DIRECTION: Print the stretch of the rows below from the line containing "example: [194, 279]" through the end of the rows, reproducing each line unchanged.

GIVEN DATA:
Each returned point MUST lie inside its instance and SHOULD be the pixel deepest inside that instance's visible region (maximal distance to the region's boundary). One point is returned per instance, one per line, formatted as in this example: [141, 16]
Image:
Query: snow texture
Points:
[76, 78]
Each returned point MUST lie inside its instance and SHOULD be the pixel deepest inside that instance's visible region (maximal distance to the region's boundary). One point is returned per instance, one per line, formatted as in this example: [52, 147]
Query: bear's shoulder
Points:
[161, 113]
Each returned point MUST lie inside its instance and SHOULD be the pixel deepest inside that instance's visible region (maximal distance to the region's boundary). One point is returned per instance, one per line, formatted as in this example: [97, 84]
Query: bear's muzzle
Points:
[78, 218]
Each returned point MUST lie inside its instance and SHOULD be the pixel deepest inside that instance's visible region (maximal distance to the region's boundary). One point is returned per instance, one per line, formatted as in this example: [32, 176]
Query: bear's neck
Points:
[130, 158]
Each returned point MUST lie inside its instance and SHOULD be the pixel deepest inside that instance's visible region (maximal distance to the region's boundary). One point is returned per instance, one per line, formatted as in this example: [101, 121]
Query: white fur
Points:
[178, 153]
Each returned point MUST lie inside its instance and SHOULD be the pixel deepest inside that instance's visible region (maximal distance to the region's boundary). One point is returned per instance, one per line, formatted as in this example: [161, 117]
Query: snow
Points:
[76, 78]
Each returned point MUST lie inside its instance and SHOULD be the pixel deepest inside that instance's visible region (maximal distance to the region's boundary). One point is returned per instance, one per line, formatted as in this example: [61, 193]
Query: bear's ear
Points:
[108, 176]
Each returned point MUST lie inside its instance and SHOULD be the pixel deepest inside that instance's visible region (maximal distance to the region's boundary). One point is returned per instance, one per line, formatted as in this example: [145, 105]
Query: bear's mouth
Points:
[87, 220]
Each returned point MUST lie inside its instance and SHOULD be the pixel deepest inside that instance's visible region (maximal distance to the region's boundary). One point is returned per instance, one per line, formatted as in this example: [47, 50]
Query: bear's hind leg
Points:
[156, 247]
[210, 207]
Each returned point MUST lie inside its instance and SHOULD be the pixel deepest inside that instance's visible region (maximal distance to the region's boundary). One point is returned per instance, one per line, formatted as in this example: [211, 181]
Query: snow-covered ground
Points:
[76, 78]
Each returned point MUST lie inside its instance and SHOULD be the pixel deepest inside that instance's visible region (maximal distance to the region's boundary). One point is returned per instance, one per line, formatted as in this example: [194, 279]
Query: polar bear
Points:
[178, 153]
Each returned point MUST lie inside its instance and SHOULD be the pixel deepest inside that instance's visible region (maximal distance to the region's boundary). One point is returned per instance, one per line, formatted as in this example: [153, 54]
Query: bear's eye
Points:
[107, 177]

WRITTEN ANSWER:
Each returned point MUST lie inside its instance and SHOULD be the pixel deepest inside that instance's visible region (maximal distance to the region's boundary). One point is returned per instance, one per line, formatted as in this example: [194, 279]
Query: polar bear
Points:
[178, 153]
Each returned point MUST lie inside its instance and SHOULD be the pixel deepest inside that instance's visible region (maximal distance to the region's boundary). One point is returned per instance, one per line, formatted as in this example: [153, 54]
Query: bear's eye
Points:
[107, 177]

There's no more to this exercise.